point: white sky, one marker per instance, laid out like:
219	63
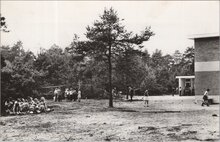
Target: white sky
44	23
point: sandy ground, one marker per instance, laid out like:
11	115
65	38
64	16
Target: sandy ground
166	119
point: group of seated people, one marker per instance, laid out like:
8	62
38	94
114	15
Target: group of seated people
25	106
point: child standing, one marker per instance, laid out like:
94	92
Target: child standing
79	96
146	99
205	98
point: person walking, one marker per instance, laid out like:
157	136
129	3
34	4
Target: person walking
180	91
146	98
79	96
205	98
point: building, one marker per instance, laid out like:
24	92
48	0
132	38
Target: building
187	85
207	65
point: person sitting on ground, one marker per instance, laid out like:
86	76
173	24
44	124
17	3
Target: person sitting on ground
24	106
205	98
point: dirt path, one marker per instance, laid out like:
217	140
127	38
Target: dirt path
177	119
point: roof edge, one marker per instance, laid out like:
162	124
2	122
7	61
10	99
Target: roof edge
206	35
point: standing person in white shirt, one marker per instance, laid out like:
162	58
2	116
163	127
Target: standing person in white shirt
79	96
205	98
146	98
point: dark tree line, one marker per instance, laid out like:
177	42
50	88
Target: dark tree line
110	57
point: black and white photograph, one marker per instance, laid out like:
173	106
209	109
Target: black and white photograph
118	71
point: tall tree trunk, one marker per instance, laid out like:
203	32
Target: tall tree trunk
110	78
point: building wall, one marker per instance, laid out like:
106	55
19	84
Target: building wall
207	66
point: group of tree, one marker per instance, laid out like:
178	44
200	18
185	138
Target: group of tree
110	57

■ **AIM OF THE TASK**
Rewrite all of the data above with every "marker" changed to "dot" and nothing else altered. Leave the pictures out.

■ **THE ANSWER**
point: white sky, one dot per instance, laid out like:
219	63
Target: white sky
44	23
point: sandy ground, one dot per instance, laid out like:
11	115
65	38
64	16
Target: sandy ground
166	119
point: group of seated people, one dot per instance, laid out like:
8	62
38	94
114	15
Target: group of seated people
25	106
point: child standing, one dot per instance, laid out like:
94	92
Target: child standing
79	96
146	99
205	98
point: person walking, one dot per instance, laid out like:
157	136
129	3
34	4
Target: person walking
180	91
146	98
79	96
205	98
point: building, one dot per instance, laid out like:
24	92
48	0
132	38
Target: building
187	85
207	65
point: person sitting on ground, one dot per instance, laid out like:
86	76
173	24
44	124
17	3
Target: person sitting on ground
24	106
205	98
point: dirt path, one dot per instance, laid out like:
217	140
127	38
Target: dirt path
177	119
point: roof edge, one dot per instance, laid out like:
162	124
2	122
7	61
10	99
Target: roof edge
206	35
point: standing person in white shirt, one dot per instance, laid out like:
162	58
2	116
163	127
Target: standing person in white shirt
79	96
205	98
146	98
point: dark tree line, one dot per instance, laid out like:
177	42
50	88
Target: dark tree line
110	57
point: black and white photograph, one dot per instance, laid out like:
173	106
209	109
Target: black and white photograph
118	71
point: tall tree trunk, one dot per instance, laid out like:
203	32
Target: tall tree trunk
110	78
point: building wall, one dot per instance, laid out like:
106	55
19	84
Target: building wall
207	66
point: group of tree, one dot per instance, laid out like:
178	44
200	18
185	138
Target: group of tree
110	57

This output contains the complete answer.